[What to produce]: Please retype the material below word for word, keeping every line in its original order.

▼

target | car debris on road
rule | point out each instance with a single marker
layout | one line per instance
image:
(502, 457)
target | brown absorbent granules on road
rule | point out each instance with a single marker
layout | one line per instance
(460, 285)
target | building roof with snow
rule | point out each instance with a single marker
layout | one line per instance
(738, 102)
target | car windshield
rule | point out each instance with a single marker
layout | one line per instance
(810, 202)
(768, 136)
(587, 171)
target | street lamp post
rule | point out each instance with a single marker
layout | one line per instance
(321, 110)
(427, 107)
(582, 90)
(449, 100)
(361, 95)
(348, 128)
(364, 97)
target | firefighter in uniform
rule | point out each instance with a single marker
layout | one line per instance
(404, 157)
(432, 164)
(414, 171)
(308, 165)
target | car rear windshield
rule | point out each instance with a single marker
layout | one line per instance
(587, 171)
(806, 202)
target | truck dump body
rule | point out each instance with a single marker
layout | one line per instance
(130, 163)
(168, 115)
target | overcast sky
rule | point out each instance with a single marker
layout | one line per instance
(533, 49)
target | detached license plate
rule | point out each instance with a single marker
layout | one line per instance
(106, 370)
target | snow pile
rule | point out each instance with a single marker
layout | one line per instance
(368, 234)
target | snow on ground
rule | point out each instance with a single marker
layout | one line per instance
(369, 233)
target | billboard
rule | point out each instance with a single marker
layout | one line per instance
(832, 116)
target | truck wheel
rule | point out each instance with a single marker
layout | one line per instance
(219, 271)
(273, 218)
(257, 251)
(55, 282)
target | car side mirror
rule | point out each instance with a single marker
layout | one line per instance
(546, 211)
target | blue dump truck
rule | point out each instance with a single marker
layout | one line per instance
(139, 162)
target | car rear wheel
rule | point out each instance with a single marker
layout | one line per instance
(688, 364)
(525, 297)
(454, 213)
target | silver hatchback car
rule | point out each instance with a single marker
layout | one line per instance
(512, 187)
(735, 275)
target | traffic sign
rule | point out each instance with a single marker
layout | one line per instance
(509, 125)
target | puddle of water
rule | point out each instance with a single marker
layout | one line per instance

▲

[Final result]:
target | car debris on road
rule | point out each instance with a single marker
layout | one line per instance
image:
(502, 457)
target | brown absorbent granules on road
rule | point out each instance with a single marker
layout | one line per instance
(460, 285)
target | building roof with snow
rule | point out each instance with a single marker
layout | one line per instance
(738, 102)
target | car windshield
rule | point out each instance with a single marker
layout | one line per instance
(810, 202)
(768, 136)
(587, 171)
target | street lamp post
rule | point out each instance with a single marker
layout | one line per instance
(321, 110)
(427, 107)
(582, 90)
(449, 100)
(361, 95)
(348, 128)
(364, 97)
target | firefighter in uniform
rule | point out each instance with a single marker
layout | one line per instance
(404, 157)
(432, 164)
(414, 171)
(308, 165)
target | car rear windshield
rule | point out each instance with a single marker
layout | one line per instance
(587, 171)
(806, 202)
target | truck dump body
rule | point out each instance with a single marker
layout | one line per instance
(130, 163)
(168, 115)
target | overcast sky
rule | point out each instance with a single marker
layout | one line per instance
(533, 49)
target | detached license plate
rule | point out each instance with a single marker
layout | one line per instance
(106, 370)
target | snow pile
rule | point out each instance with a single marker
layout | one line per instance
(368, 234)
target | snow on ground
rule | point out each instance with a single marker
layout | one line per instance
(369, 233)
target | billboard
rule | point out each instance with a single marker
layout | one line per instance
(832, 116)
target | truck wheel
rule | point out each instance with a single marker
layout | one line per instance
(219, 271)
(273, 218)
(257, 251)
(55, 282)
target | car side mirror
rule | point out each instance with a single marker
layout | one line per instance
(546, 211)
target | blue dump truck
rule | point out each instance with a single marker
layout | one line per instance
(139, 162)
target | car rear wheel
rule | point out each instance with a single marker
layout | one line per instance
(688, 364)
(525, 297)
(454, 213)
target | silver hatchback car
rule | point out each instance with a single marker
layout | one line per instance
(512, 187)
(735, 275)
target | traffic sign
rule | point out each instance with a single marker
layout | one line per instance
(509, 125)
target | puddle of water
rule | point out each instance with a single marker
layout | one line per instance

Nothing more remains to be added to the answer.